Hamilton Craft Studios
Future Institutional partner
One of the fun things about running into other makers is that moment of recognition - that glimmer/spark/fireworks of craft and art that goes off when you start chatting about your loves.
A serendipitous meeting between Marnie Saskin and Dayna Gedney at a fabric store in Hamilton has led to a collaboration at the very new and very exciting Hamilton Craft Studios. How about some textile reuse classes? Or materials knowledge? Marnie asks “Can we burn stuff?” and she and Dayna look at the courtyard outside ;-) It’s an absolutely gorgeous space they’re establishing there. So stay tuned for some fun textile class possibilities starting in fall in Hamilton, and if you have any (burning) desires throw suggestions our way for the kinds of classes and workshops you’d love to see.
Back-to-school SWAPS
Fall 2022 Dates TBD
Our Spring Swap in midtown Toronto was a joyous event, with a lot of firsts for us (perhaps too many at once but it was fun.) We had planned on two additional spring swaps but upon consultation with hosts we will return in late August/September for a second/third annual back to school swap series, in Davisville Village (Toronto) Westdale Village (Hamilton) and Moss Park Village (Toronto) We will share dates as we confirm, but they will include fall/winter clothes. We found that adult clothing was possibly too much for us to manage (and store) so we may go back to just children’s clothes. More information to come as we firm up dates and plans.

* ENTRIES SHOWN:
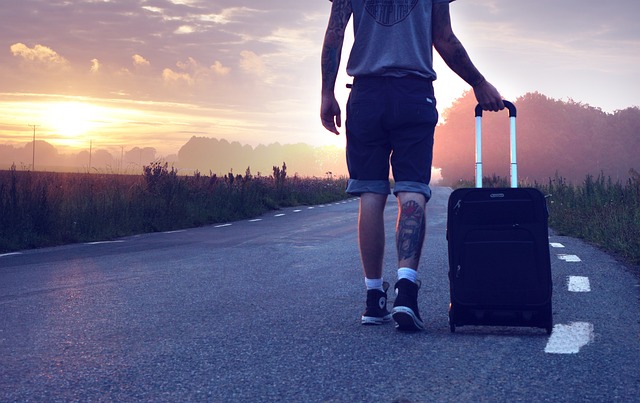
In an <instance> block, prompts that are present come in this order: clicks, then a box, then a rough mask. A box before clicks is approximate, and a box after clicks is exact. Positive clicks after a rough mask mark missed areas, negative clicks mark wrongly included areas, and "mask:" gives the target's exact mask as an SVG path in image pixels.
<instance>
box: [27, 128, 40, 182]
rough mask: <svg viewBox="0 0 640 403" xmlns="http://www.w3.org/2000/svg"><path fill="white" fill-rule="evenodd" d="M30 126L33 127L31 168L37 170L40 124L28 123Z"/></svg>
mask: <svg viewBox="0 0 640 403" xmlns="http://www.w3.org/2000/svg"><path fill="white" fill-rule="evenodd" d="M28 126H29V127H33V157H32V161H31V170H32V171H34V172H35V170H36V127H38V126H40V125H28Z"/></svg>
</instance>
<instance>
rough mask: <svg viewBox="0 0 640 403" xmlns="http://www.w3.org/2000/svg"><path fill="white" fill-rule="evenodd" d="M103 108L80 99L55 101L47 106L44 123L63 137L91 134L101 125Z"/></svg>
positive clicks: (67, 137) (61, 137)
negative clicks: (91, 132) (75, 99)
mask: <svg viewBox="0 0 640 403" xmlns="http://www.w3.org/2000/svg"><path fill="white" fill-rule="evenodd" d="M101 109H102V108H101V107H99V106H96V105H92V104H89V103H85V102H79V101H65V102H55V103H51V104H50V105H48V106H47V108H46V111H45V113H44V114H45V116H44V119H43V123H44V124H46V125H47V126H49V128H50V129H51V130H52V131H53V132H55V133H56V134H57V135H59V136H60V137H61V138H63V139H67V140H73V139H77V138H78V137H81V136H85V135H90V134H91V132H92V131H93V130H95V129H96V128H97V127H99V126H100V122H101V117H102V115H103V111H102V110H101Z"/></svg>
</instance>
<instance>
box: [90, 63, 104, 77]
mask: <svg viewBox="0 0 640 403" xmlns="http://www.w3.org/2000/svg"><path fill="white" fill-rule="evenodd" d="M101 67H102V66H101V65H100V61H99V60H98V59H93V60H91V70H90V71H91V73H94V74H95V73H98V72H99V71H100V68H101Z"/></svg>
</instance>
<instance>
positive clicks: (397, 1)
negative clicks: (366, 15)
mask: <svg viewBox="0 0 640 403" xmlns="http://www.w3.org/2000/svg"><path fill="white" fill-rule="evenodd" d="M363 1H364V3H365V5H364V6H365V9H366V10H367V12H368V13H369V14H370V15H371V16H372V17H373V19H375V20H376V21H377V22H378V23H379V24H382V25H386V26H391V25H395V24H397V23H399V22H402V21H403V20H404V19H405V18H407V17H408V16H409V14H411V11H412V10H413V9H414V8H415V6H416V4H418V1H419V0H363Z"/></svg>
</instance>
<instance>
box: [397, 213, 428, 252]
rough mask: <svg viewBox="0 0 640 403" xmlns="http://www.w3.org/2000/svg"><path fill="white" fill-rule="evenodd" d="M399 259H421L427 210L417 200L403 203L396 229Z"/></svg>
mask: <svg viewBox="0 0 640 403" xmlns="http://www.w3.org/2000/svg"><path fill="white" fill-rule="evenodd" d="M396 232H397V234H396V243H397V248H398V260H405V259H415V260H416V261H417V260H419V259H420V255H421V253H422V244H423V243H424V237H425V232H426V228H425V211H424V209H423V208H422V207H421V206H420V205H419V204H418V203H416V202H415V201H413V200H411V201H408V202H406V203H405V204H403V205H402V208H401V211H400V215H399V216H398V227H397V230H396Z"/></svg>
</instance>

* EXERCISE REQUIREMENTS:
Write the next part of the update on Hamilton Craft Studios and the back-to-school swaps, starting after its last sentence.

* TASK RESPONSE:
More Community Connections
We follow the Art Hive model, because everyone does what they can in their own way and we need each other to succeed. So we are always looking for opportunities to meet and play with fellow artists and Community groups. So here are a few more recent connections:
We metLisa from theGoodSwapTO, running monthly clothing swaps in the Centre for Social Innovation. We were introduced to the folks atCreative Reuseby Shams, and toured the space they share with Repair Cafe in the Parkdale neighbourhood of Toronto; they plan to re-open soon for workshops. We attended studio closing sales and gallery giveaways, restored curbside finds, and supported activist musicians via another connector, Cassie Norton from Music for Climate Justice. Members are podcast guests and hosts and creating artworks (Alex Verkade made those textile window pieces above). Links below.
We connected volunteers with Building Roots, borrowed a table from Appletree markets and loaded blankets and bunting to a local school for their funfair. Humber River Pals reached out to us and we will play with them at their final event of the fall (October 16)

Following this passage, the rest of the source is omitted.